● **Task to complete**
Pull out every line of the records below that contains the word "blue". Case matters.

● **Data for this task**
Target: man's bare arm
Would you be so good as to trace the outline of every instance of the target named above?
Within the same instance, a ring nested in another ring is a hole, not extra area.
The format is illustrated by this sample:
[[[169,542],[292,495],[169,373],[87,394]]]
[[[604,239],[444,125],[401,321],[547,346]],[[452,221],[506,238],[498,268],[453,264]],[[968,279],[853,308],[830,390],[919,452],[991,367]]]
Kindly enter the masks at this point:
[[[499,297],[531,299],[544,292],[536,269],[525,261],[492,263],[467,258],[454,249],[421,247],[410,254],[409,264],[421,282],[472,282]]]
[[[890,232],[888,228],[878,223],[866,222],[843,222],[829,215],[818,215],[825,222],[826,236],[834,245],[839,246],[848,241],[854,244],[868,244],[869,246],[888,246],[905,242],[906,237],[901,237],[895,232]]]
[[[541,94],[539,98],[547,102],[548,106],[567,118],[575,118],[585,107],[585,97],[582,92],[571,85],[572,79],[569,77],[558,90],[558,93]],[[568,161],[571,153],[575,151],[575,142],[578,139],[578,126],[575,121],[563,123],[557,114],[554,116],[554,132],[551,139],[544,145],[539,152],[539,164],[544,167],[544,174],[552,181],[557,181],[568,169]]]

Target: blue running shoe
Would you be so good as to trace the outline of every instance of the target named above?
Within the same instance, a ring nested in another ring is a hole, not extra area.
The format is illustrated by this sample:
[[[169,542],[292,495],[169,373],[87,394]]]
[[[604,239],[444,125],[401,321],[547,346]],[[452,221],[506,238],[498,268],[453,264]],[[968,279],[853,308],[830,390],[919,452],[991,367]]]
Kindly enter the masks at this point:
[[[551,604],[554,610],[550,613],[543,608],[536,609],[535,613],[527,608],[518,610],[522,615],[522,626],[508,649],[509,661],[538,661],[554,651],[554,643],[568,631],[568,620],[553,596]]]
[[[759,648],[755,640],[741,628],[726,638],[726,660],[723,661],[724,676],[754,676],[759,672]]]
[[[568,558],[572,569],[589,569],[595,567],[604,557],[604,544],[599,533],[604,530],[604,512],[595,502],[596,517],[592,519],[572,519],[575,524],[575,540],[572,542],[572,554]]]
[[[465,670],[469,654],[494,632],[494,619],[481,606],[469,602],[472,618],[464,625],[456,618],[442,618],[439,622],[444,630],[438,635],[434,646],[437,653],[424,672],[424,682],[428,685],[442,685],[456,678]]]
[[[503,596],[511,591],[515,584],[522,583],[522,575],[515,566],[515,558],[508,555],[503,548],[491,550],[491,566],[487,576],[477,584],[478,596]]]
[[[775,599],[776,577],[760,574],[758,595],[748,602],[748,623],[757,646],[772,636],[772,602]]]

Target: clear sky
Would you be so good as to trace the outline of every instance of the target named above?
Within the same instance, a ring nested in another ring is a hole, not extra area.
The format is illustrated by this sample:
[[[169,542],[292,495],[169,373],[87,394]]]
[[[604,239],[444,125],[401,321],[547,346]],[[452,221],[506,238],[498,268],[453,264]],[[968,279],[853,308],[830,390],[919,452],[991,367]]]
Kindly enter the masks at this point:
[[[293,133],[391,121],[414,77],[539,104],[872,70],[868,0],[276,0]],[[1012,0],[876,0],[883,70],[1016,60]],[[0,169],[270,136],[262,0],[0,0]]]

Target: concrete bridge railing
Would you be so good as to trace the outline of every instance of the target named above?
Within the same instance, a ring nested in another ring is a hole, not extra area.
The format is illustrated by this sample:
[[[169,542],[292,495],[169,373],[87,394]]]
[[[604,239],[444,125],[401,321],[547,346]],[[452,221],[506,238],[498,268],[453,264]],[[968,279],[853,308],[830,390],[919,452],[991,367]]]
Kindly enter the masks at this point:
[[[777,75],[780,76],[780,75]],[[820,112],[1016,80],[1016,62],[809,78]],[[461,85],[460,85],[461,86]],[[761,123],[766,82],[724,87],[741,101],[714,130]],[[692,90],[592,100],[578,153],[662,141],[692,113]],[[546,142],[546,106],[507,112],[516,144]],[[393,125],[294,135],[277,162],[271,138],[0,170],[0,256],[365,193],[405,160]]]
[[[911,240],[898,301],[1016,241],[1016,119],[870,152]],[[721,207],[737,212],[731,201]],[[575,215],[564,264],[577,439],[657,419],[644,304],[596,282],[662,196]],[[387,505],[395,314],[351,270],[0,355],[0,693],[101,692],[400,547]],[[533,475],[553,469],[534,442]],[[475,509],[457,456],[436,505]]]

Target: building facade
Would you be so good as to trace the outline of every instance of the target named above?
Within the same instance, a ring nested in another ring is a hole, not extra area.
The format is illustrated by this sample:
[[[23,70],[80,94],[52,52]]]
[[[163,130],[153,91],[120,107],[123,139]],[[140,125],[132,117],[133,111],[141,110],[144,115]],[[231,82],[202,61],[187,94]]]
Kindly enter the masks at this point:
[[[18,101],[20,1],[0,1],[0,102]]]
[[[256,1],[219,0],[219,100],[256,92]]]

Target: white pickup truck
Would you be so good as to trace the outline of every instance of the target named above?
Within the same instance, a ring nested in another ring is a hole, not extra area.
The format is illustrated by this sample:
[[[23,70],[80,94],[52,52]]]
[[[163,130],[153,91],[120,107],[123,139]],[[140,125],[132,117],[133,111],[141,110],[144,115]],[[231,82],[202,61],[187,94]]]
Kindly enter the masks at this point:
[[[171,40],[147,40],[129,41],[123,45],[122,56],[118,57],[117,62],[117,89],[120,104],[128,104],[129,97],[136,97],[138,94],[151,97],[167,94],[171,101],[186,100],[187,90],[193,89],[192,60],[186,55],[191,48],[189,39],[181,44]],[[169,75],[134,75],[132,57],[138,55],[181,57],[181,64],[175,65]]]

* * *

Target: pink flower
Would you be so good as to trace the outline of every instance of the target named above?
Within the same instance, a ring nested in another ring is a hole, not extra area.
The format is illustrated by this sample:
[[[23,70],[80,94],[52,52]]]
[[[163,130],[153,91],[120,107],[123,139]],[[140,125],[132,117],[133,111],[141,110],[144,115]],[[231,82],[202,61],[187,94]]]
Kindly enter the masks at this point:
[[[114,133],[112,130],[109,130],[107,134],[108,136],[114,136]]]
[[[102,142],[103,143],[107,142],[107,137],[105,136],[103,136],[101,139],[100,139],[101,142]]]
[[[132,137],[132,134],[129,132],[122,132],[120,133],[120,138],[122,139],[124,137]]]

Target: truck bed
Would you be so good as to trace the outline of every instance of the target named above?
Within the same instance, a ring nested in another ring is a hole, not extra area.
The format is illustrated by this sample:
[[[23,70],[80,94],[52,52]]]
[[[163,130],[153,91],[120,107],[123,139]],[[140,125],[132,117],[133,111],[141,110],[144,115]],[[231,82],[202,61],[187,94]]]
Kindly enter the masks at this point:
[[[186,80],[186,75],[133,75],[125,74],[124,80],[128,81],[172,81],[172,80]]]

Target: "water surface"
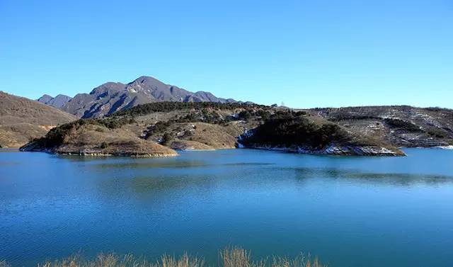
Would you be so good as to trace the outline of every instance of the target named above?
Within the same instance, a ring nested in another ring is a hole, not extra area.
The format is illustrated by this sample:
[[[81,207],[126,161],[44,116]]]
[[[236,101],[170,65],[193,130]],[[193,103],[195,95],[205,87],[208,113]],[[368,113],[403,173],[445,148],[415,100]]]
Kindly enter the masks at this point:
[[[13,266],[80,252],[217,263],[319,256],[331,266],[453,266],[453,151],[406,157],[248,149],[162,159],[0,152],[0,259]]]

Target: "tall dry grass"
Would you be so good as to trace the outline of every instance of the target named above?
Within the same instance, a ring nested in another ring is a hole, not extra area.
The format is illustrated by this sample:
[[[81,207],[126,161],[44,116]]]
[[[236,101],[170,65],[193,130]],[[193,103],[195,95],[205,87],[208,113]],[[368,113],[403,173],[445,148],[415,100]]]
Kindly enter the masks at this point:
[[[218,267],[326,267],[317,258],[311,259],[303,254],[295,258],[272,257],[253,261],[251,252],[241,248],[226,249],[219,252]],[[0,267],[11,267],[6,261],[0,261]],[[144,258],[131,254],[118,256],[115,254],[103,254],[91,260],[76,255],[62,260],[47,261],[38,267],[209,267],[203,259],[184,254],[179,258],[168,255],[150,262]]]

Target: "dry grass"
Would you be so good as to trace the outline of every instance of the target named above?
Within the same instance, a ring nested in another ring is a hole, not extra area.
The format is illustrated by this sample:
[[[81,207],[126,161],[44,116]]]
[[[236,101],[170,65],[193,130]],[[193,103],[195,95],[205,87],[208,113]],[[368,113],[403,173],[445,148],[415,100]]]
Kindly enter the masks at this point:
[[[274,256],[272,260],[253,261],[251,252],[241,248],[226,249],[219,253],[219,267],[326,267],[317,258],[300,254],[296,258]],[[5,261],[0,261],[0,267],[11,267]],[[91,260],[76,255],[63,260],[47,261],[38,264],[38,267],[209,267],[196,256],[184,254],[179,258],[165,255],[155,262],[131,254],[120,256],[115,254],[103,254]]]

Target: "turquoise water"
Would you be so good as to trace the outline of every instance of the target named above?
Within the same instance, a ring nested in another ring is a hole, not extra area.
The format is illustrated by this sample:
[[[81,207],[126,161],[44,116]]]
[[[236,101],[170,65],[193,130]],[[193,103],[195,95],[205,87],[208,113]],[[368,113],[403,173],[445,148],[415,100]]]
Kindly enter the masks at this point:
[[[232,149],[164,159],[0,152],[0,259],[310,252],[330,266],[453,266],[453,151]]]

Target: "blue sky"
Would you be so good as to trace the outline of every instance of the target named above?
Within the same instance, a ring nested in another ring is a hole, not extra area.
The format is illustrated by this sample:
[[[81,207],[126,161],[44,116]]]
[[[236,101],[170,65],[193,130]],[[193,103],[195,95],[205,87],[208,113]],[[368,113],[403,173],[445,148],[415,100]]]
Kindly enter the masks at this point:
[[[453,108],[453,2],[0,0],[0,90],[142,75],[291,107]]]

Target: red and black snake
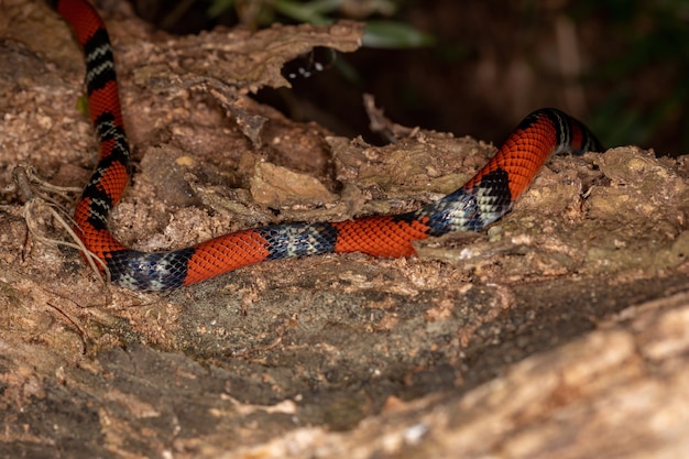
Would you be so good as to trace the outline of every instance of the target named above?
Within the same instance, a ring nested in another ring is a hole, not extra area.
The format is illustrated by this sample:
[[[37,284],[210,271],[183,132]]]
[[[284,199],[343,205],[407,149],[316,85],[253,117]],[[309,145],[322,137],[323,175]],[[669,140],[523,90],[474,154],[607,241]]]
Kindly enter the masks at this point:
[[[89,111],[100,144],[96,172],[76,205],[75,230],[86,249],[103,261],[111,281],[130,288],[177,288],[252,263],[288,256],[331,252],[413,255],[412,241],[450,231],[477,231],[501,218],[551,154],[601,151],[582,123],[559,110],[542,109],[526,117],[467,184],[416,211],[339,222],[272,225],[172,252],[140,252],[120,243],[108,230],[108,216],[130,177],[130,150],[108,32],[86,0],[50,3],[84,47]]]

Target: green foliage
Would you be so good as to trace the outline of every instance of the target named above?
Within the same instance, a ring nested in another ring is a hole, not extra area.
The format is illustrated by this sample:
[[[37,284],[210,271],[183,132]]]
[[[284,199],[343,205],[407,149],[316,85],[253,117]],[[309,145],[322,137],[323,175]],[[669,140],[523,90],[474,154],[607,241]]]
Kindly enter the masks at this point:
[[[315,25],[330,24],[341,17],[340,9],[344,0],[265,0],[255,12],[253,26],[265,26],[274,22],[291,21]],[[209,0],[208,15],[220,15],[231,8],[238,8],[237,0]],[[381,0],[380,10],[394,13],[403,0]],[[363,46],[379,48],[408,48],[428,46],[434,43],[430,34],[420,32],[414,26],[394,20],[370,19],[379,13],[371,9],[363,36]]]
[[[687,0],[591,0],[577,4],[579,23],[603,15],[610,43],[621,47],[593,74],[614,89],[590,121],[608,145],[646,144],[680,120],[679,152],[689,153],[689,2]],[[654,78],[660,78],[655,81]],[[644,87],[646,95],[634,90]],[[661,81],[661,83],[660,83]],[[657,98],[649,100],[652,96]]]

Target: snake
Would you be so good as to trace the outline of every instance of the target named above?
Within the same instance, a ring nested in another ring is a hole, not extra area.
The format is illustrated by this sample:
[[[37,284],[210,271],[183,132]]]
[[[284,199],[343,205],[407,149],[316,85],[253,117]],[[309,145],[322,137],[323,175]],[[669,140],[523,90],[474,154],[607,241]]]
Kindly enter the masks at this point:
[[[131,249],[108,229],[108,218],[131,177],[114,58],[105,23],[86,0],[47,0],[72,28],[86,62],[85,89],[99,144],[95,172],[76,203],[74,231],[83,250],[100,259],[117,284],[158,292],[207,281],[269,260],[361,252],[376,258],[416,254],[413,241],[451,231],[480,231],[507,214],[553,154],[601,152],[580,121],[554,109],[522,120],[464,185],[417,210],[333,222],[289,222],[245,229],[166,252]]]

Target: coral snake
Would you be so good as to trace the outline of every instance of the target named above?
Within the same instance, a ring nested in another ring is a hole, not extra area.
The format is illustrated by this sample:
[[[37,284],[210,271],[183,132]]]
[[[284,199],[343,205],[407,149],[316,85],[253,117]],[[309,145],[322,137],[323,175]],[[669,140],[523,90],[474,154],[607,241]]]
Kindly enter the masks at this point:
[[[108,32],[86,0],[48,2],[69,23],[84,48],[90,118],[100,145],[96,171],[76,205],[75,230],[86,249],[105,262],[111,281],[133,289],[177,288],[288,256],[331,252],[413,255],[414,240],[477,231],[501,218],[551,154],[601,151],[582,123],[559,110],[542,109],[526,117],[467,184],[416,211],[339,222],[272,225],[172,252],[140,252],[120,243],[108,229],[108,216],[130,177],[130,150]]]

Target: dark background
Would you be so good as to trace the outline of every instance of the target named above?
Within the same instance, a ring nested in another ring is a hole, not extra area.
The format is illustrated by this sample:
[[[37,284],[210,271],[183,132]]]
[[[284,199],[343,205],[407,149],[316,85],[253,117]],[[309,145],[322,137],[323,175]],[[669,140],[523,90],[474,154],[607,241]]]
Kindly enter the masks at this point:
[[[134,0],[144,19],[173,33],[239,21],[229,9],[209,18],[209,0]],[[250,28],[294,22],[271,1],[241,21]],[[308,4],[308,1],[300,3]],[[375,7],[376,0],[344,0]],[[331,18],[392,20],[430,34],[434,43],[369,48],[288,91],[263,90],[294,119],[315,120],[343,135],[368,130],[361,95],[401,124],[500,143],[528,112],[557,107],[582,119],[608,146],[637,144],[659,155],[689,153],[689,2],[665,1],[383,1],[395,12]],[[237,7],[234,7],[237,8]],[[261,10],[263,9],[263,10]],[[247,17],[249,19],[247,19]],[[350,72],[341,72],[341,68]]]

---

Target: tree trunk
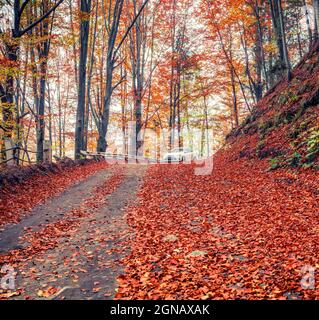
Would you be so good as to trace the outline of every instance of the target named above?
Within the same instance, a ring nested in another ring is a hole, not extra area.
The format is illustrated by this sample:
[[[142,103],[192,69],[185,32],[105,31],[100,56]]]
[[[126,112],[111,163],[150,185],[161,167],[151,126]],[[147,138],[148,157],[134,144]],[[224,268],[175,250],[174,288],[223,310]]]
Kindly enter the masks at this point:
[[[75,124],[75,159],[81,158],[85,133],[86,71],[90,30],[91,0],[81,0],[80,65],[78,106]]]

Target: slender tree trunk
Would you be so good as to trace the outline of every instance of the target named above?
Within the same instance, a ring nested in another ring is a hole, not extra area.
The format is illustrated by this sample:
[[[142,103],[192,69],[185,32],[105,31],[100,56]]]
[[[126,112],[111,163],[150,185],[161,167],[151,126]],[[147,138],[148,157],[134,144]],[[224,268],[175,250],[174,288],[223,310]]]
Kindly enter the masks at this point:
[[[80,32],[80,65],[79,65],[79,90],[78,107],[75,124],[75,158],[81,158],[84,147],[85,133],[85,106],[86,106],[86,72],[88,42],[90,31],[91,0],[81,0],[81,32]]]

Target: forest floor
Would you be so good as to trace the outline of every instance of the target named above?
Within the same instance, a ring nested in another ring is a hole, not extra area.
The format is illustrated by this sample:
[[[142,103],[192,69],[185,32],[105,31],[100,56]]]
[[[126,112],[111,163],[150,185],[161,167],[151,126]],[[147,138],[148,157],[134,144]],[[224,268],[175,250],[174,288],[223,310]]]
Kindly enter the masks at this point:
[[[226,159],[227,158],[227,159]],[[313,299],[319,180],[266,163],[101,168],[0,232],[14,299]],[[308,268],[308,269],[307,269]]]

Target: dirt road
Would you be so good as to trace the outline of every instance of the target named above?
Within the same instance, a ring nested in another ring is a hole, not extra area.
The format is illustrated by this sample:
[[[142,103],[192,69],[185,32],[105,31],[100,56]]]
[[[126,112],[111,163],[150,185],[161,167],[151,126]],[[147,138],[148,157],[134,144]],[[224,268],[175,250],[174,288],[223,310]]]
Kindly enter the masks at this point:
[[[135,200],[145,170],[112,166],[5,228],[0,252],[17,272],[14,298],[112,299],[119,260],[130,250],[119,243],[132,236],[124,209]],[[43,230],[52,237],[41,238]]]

● **Full solution**
Target: blue running shoe
Target: "blue sky"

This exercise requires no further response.